**TASK INSTRUCTIONS:**
With pictures removed, print the listing exactly.

**MATERIAL PROVIDED:**
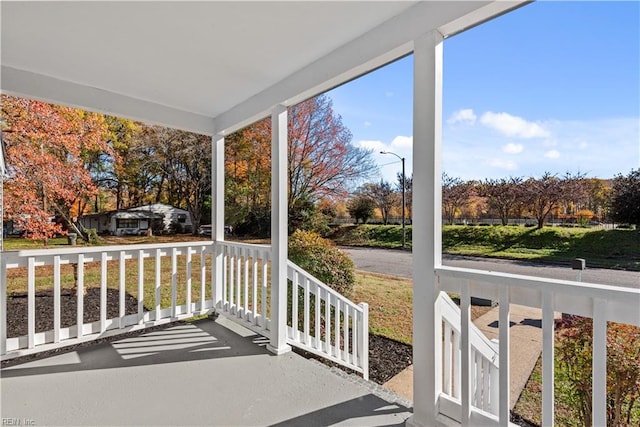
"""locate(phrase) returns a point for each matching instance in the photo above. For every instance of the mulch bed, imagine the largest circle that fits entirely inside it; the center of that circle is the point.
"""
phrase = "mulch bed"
(17, 309)
(387, 358)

**OUTPUT:**
"""locate(phrase) returns a point for each matching instance in the photo above. For every instance of the mulch bed, imagine the largest circle that fits entirely inside it; the center of that circle is the point.
"""
phrase = "mulch bed"
(17, 309)
(387, 358)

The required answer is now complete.